____ Records

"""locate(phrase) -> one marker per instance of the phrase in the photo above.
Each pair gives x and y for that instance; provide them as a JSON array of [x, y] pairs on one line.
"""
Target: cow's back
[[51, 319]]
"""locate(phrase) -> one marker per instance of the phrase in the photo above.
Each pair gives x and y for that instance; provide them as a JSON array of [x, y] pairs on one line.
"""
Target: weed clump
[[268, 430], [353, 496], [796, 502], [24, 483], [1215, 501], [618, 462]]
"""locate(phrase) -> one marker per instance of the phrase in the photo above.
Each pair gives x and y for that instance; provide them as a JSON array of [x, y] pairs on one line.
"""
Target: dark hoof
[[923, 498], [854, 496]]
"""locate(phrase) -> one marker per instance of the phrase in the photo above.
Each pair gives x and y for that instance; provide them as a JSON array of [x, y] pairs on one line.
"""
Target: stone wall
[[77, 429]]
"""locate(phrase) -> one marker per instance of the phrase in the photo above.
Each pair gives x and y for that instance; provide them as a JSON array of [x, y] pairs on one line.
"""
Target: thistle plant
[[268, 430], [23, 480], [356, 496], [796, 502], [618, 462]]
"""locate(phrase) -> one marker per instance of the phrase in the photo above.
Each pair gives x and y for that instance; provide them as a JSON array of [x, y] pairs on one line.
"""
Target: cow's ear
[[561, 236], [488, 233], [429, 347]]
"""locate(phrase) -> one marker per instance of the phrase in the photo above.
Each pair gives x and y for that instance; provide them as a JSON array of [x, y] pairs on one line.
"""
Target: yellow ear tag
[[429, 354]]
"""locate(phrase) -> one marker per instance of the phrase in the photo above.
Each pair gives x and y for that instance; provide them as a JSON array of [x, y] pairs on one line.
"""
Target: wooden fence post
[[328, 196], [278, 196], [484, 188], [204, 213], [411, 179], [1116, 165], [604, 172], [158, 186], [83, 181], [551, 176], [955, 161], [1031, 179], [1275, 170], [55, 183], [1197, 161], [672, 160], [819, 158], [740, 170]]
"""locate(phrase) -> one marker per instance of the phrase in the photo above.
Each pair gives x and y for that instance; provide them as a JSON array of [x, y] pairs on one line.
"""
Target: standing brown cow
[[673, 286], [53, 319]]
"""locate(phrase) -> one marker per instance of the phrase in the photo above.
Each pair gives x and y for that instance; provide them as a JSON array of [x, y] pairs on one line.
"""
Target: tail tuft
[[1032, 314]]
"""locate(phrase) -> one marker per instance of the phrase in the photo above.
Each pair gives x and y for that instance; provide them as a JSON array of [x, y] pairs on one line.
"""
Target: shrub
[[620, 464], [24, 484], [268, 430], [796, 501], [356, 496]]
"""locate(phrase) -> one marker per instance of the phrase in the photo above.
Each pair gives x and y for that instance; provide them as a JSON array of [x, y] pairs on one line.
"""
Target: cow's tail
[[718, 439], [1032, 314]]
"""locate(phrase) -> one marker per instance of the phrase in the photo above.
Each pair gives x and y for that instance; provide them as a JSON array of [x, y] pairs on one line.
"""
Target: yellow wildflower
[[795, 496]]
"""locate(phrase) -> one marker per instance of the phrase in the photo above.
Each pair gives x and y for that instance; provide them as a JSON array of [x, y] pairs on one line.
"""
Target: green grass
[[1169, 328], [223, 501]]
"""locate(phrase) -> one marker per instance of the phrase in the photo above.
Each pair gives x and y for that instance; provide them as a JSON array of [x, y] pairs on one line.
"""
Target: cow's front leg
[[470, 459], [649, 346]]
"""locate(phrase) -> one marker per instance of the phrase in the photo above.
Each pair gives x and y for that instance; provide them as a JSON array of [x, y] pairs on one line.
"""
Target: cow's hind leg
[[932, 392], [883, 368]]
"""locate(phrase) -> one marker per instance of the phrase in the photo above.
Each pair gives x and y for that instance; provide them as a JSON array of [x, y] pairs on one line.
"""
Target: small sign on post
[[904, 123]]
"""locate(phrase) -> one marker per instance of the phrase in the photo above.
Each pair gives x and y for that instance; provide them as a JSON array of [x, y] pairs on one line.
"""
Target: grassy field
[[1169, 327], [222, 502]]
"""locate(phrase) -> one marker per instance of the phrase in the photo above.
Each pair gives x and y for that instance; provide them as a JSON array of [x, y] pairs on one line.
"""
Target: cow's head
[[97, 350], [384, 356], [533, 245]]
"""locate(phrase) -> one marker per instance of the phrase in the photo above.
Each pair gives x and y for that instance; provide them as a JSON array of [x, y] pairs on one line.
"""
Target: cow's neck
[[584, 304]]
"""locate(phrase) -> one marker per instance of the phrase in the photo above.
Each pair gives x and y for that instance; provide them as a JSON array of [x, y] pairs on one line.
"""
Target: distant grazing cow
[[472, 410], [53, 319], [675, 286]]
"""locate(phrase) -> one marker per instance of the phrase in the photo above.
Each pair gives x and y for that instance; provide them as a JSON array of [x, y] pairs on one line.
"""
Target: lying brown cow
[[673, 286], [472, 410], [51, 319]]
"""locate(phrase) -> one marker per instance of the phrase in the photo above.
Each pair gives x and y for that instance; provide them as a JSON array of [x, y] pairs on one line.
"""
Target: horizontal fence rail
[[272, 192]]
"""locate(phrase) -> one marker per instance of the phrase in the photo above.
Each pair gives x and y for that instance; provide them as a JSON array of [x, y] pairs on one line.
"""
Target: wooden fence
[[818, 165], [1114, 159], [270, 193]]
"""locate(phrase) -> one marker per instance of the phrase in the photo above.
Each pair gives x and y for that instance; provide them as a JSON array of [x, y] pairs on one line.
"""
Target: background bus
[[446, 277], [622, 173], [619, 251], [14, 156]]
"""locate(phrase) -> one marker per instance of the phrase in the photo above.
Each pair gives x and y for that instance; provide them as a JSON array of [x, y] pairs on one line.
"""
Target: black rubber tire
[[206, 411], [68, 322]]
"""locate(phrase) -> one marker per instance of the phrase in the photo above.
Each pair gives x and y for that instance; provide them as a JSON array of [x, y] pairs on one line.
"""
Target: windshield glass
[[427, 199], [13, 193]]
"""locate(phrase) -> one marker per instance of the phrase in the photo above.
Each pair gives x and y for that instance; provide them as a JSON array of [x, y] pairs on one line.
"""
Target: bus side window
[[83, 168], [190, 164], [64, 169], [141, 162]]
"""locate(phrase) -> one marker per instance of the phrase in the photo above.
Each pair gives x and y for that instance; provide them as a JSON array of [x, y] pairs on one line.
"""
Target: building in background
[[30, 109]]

________

Written problem:
Collect every line above that contains the string "fence". Case counts.

Correct answer:
Target: wooden fence post
Target: horizontal fence rail
Target: wooden fence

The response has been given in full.